Try it -> Each line below that includes the word "instance" is to be reported.

+-------+

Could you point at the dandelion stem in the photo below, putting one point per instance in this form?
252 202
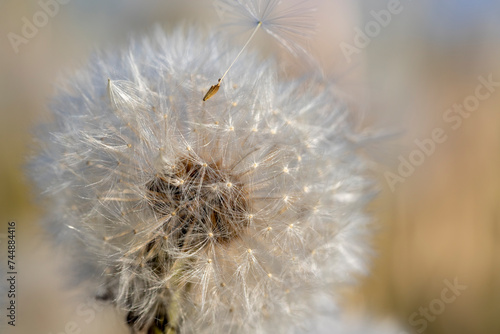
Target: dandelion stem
215 88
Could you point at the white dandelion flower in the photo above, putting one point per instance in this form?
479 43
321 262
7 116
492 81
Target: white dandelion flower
203 217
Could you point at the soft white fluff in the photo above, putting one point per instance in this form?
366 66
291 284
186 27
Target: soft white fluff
221 216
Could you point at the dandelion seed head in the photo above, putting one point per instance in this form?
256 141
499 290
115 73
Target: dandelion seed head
173 211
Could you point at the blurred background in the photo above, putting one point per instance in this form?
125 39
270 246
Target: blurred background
402 65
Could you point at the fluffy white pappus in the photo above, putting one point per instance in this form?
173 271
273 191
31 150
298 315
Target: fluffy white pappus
289 22
221 216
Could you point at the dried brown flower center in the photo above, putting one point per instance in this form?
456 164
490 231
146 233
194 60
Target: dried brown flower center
201 202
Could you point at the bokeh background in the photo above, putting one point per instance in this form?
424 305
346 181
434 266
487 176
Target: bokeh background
441 223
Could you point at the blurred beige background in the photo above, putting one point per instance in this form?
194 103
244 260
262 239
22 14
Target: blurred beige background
440 224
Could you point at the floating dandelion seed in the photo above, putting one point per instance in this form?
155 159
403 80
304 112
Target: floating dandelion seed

+-------+

Result below ->
Could you point at the dandelion stem in the photo below, putting one point per instance in this form?
Could you point at the white dandelion flower in the photo above, putting one point per instance in this form?
Could you point at the soft white fluff in the photo above, putting one point per instance in this form?
Could you point at the dandelion seed head in the photo above, putting one point per instance in this form?
Could you point at the blurred background in the photo above, putting one point per instance in this form?
Could you point at the fluffy white pappus in the photo above, putting one point per instance in this form?
Could you point at the dried brown flower center in the photo above, putting one point per instance in this form?
Could you point at the bokeh background in the photo above, putting one point per instance in this form?
Could you point at the blurred beige background in the photo above, putting one point per instance in this form?
Could you point at the floating dandelion seed in the photo above, putting one point per instance in this form?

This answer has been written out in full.